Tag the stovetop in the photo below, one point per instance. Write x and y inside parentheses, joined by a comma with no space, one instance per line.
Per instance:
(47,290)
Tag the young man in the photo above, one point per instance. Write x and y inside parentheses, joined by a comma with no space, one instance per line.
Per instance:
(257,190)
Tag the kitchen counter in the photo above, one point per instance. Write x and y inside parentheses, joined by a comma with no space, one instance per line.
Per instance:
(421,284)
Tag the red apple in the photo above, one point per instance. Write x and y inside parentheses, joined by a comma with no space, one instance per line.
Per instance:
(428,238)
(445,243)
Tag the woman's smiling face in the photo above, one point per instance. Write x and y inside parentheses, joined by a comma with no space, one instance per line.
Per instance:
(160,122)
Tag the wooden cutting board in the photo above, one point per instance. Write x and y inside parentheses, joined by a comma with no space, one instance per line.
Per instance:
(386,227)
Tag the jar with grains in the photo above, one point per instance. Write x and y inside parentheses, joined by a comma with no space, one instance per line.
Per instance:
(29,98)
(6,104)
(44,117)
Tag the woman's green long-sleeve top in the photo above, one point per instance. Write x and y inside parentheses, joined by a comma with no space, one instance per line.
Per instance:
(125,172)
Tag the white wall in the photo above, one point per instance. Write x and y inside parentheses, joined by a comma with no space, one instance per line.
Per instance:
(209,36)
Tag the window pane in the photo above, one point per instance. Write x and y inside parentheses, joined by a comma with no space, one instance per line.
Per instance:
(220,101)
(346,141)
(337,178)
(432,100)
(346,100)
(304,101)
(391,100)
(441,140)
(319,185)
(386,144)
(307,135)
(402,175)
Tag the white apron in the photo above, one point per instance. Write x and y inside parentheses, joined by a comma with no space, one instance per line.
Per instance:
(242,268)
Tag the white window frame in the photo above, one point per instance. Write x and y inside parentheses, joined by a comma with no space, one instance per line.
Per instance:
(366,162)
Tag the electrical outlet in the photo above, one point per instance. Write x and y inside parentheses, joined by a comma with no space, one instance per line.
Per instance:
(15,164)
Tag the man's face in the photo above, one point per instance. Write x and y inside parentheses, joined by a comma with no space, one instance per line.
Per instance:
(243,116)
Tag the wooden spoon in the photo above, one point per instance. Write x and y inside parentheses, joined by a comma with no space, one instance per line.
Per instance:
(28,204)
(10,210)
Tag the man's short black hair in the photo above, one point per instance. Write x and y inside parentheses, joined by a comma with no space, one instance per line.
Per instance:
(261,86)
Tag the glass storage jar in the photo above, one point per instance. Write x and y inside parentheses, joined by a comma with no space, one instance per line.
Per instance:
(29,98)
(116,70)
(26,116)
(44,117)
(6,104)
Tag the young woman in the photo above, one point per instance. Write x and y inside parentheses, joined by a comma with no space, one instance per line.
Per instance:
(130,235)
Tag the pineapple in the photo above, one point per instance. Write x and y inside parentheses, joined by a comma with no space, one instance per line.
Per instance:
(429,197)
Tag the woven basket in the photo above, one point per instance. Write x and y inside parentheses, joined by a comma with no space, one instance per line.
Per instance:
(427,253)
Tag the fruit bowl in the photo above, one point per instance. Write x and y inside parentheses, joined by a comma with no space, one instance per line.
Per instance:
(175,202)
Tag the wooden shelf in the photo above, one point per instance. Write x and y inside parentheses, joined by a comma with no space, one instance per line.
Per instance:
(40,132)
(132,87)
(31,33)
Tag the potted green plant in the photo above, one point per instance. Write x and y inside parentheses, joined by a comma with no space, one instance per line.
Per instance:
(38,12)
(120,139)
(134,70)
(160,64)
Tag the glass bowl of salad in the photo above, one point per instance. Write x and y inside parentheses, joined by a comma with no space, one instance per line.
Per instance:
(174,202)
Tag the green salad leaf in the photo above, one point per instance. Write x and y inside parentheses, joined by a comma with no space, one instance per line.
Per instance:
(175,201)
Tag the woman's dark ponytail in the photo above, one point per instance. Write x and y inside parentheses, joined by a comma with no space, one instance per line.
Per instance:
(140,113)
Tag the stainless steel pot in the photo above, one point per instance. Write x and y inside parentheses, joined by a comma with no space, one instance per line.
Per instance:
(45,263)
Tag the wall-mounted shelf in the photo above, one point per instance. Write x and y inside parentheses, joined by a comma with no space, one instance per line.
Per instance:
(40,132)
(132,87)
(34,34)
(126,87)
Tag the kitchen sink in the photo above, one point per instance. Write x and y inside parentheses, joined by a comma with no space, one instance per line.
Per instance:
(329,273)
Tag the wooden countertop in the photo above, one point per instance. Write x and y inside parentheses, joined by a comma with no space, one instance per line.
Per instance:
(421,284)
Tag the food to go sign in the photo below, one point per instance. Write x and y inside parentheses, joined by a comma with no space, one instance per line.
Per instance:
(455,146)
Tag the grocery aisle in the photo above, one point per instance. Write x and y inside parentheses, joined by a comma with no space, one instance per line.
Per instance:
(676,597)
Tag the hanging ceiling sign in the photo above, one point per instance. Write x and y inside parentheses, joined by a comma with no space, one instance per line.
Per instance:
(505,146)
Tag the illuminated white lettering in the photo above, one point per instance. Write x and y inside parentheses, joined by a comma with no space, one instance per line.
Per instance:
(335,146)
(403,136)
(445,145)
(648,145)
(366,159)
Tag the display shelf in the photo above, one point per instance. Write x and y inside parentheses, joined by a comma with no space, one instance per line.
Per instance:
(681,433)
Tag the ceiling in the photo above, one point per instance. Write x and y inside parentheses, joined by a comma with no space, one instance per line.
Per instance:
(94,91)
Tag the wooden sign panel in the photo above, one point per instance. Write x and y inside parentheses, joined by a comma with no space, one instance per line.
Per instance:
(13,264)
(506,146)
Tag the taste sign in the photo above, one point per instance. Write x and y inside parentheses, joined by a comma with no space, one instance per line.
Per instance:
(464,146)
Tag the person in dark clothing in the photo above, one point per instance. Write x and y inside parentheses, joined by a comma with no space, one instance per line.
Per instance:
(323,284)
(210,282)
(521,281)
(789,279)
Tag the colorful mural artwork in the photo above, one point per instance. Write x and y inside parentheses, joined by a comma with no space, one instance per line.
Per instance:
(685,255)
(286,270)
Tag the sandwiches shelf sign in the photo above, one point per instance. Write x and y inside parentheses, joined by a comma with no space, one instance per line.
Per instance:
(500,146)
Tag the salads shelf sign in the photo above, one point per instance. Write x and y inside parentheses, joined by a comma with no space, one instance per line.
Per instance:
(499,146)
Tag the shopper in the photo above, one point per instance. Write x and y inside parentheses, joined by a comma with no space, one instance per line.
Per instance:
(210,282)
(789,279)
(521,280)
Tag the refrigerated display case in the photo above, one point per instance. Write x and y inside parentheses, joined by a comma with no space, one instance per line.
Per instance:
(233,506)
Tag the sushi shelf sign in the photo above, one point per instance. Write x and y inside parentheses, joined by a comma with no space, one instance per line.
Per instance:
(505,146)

---*---

Aim of the task.
Work out how many lines above contain "face", then write only that number.

Expected answer.
2